> [Text block]
* BEGIN *

Chairman Ajit Pai prioritized making new spectrum available for 5G. To his credit, he succeeded. Over the course of four years, Chairman Pai made available more high-band and mid-band spectrum, for licensed use and unlicensed use, than any other Federal Communications Commission chairman. He did so in the face of unprecedented opposition from other federal agencies, navigating the chaotic currents of the Trump administration with political acumen and courage. The Pai FCC will go down in history as the 5G FCC, and as the chairman who protected the primacy of FCC control over commercial spectrum policy.

At the same time, the Pai FCC will also go down in history as the most conventional FCC on spectrum policy in the modern era. Chairman Pai undertook no sweeping review of spectrum policy in the manner of former Chairman Michael Powell and no introduction of new and radically different spectrum technologies such as the introduction of unlicensed spectrum and spread spectrum in the 1980s, or the introduction of auctions in the 1990s. To the contrary, Chairman Pai actually rolled back the experimental short-term license structure adopted in the 3.5 GHz Citizens Broadband Radio Service (CBRS) band and replaced it with the conventional long-term with renewal expectation license. He missed a once-in-a-lifetime opportunity to dramatically expand the availability of unlicensed use of the TV white spaces (TVWS) via repacking after the television incentive auction. In reworking the rules for the 2.5 GHz band, although Pai laudably embraced the recommendation to create an application window for rural tribal lands, he rejected the proposal to allow nonprofits a chance to use the band for broadband in favor of conventional auction policy.

Ajit Pai’s Spectrum Policy Gave the US a Strong Position for 5G and Wi-Fi 6

To fully appreciate Chairman Pai’s accomplishments, we must first fully appreciate the urgency of opening new spectrum, and the challenges Pai faced from within the Trump administration itself. While providers can (and should) repurpose spectrum from older technologies to newer technologies, successful widespread deployment can only take place when sufficient amounts of new spectrum become available. This “green field” spectrum allows providers to build out new technologies with the most up-to-date equipment without disrupting existing subscriber services. The protocols developed for mobile 5G services work best with “mid-band” spectrum (generally considered to be frequencies between 2 GHz and 6 GHz). At the time Pai became chairman, the FCC did not have any mid-band spectrum identified for auction.

* END *

> [Provided data]

* BEGIN *

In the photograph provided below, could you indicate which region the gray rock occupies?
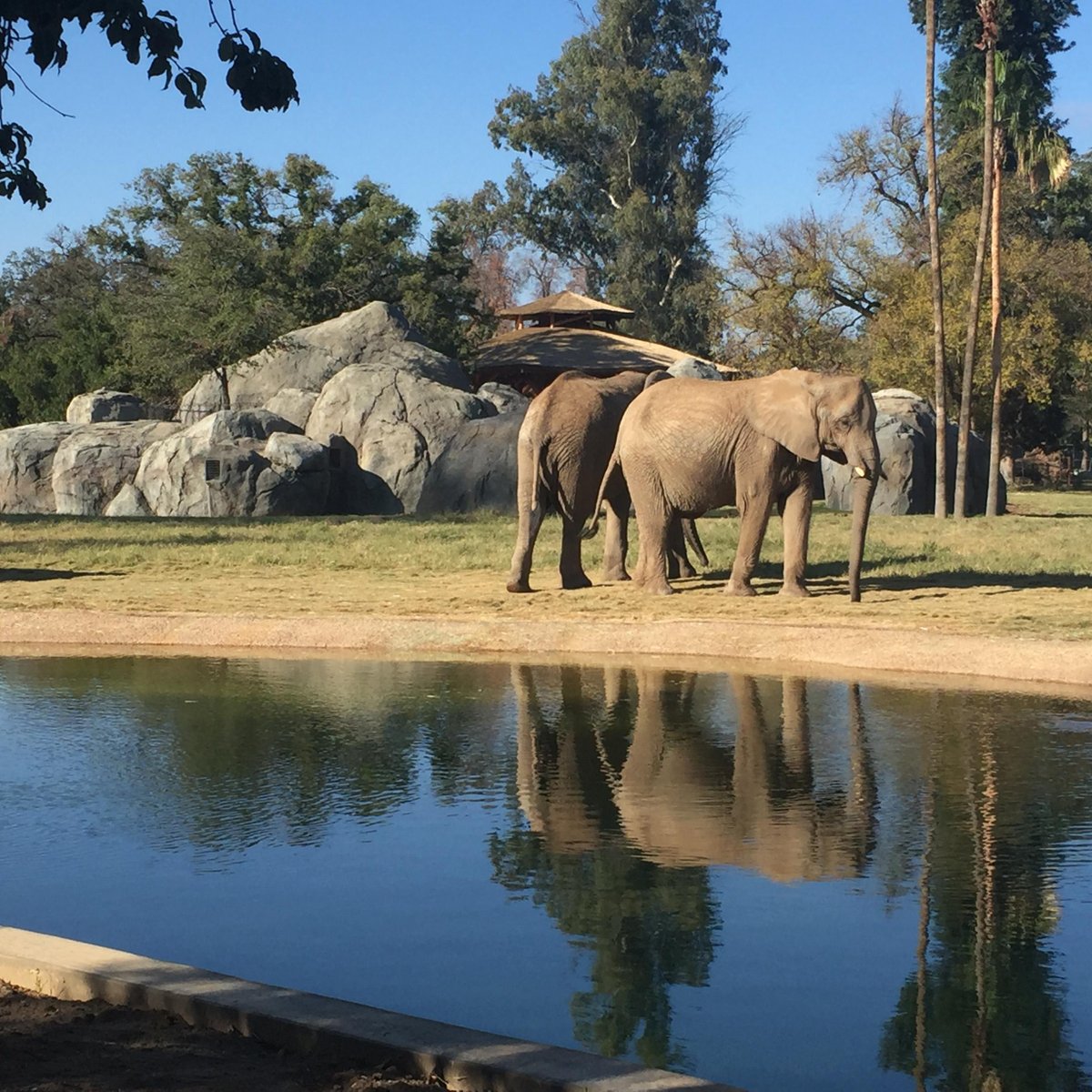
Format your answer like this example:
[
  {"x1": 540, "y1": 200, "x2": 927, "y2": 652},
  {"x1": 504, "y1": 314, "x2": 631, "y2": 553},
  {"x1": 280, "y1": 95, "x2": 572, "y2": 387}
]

* END *

> [To be done]
1. According to the piece on Ajit Pai's spectrum policy, which frequencies are generally considered "mid-band" spectrum?
2. Carry on the piece about Ajit Pai's spectrum policy, picking up after its last sentence.

> [Task responses]
1. Frequencies between 2 GHz and 6 GHz.

2.
In addition, spectrum available for unlicensed use has become increasingly congested as more and more services depend on Wi-Fi and other unlicensed applications. Indeed, we have become so dependent on Wi-Fi for home broadband and networking that people routinely talk about buying “Wi-Fi” from commercial broadband providers rather than buying “internet access.” The United States further suffered a serious disadvantage moving forward to next generation Wi-Fi, Wi-Fi 6, because the U.S. lacked a contiguous block of spectrum large enough to take advantage of Wi-Fi 6’s gigabit capabilities. Without gigabit Wi-Fi, Americans will increasingly be unable to use the applications that gigabit broadband to the home makes possible.

But virtually all spectrum—particularly mid-band spectrum—have significant incumbents. These incumbents include federal users, particularly the U.S. Department of Defense. Finding new spectrum optimal for 5G required reclaiming spectrum from these incumbents. Unlicensed services do not require relocating incumbent users but creating such “underlay” unlicensed spectrum access requires rules to prevent unlicensed operations from causing harmful interference to licensed services. Needless to say, incumbent services fiercely resist any change in spectrum-allocation rules, claiming that reducing their spectrum allocation or permitting unlicensed services will compromise valuable existing services, while simultaneously causing harmful interference.

The need to reallocate unprecedented amounts of spectrum to ensure successful 5G and Wi-Fi 6 deployment in the United States created an unholy alliance of powerful incumbents, commercial and federal, dedicated to blocking FCC action. Federal agencies—in violation of established federal spectrum policy—publicly challenged the FCC’s spectrum-allocation decisions. Powerful industry incumbents—such as the auto industry, the power industry, and defense contractors—aggressively lobbied Congress to reverse the FCC’s spectrum action by legislation. The National Telecommunications and Information Agency (NTIA), the federal agency tasked with formulating federal spectrum policy, was missing in action as it rotated among different acting agency heads. As the chair and ranking member of the House Commerce Committee noted, this unprecedented and very public opposition by federal agencies to FCC spectrum policy threatened U.S. wireless interests both domestically and internationally.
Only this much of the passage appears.